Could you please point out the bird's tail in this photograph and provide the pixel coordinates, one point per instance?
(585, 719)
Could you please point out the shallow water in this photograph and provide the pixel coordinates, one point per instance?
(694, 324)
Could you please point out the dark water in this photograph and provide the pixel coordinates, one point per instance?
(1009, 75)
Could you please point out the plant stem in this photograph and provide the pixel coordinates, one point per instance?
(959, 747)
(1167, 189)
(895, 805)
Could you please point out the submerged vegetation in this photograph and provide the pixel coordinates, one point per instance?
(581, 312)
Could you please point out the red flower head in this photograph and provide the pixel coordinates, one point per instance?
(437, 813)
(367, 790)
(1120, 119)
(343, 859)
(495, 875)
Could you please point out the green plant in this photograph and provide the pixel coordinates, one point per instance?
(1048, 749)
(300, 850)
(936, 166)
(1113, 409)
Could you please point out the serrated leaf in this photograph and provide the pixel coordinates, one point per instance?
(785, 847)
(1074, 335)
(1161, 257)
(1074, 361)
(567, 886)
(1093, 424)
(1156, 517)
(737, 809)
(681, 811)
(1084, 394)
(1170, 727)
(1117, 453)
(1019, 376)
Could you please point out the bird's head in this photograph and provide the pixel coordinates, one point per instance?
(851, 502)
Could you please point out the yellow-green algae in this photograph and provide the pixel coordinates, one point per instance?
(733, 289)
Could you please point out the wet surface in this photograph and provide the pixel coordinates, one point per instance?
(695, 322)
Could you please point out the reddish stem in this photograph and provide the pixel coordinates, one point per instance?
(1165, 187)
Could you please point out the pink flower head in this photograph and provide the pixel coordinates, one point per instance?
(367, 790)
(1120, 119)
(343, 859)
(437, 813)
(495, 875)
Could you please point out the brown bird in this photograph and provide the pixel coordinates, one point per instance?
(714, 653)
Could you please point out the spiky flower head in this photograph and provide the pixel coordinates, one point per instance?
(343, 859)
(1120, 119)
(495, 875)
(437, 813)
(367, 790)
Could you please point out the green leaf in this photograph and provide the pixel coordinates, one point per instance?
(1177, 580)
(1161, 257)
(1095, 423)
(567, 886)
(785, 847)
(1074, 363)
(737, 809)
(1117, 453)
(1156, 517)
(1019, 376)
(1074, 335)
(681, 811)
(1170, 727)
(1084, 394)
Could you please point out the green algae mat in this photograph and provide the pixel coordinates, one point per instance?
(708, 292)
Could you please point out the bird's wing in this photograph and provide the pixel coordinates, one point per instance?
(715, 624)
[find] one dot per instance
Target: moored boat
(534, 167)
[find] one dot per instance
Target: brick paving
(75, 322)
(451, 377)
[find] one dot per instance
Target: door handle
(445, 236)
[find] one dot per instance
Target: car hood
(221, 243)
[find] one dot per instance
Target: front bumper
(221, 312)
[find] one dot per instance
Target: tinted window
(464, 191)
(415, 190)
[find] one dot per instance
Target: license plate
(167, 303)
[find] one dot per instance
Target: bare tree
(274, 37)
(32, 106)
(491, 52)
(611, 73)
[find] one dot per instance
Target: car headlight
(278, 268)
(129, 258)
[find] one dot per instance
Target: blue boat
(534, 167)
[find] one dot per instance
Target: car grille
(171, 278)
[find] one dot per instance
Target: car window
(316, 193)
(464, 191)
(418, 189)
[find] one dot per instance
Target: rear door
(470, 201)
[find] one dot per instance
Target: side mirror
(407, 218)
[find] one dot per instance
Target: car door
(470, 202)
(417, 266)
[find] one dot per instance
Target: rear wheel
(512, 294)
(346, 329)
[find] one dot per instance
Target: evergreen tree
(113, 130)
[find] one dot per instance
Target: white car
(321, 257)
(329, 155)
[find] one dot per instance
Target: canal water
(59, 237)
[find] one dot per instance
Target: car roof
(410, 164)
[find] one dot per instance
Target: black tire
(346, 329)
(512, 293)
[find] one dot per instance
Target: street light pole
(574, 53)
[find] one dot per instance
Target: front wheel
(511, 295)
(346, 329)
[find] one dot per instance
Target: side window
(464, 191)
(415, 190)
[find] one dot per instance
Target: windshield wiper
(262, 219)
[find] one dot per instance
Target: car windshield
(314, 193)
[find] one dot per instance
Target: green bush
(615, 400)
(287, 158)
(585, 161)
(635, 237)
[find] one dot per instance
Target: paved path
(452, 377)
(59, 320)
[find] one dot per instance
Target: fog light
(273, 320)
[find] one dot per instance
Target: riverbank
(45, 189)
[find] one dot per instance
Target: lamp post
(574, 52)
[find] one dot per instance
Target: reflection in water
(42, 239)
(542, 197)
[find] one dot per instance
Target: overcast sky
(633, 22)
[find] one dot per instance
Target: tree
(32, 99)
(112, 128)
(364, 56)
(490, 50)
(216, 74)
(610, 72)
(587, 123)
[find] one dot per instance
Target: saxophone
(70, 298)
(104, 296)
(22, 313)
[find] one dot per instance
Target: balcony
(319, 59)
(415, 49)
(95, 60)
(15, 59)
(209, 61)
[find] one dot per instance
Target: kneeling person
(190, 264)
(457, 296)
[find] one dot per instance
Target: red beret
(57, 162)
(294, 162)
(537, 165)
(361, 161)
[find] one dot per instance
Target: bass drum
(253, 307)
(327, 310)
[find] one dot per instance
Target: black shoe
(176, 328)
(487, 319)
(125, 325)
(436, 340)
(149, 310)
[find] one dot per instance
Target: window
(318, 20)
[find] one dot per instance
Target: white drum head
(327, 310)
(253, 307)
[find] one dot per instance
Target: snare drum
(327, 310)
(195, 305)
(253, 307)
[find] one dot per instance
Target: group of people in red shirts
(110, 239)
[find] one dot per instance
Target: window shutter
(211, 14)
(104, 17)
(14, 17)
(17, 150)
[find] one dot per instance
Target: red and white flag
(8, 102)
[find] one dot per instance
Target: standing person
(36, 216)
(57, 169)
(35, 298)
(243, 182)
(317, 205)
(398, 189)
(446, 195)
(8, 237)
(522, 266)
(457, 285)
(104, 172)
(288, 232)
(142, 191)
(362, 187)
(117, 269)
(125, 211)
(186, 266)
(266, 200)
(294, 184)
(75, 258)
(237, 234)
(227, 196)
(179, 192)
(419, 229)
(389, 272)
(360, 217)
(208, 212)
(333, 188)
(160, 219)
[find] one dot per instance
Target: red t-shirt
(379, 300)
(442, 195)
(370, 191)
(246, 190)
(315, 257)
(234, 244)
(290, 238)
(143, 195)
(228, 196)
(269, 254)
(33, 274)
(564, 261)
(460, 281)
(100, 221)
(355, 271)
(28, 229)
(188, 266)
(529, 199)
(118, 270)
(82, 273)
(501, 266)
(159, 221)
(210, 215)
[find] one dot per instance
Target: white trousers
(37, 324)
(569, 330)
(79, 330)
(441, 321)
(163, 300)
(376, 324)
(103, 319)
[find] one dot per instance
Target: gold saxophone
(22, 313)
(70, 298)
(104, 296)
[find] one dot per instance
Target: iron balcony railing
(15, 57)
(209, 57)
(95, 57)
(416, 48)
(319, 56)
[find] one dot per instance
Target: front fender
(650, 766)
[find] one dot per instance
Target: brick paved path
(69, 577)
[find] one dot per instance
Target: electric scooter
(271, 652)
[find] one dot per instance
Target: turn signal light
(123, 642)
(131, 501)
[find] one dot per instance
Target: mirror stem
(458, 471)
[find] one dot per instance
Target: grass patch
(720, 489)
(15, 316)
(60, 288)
════════
Short exercise — How many of the lines above contain the word "black" with matching case? Reply with the number alone.

Result of this task — 2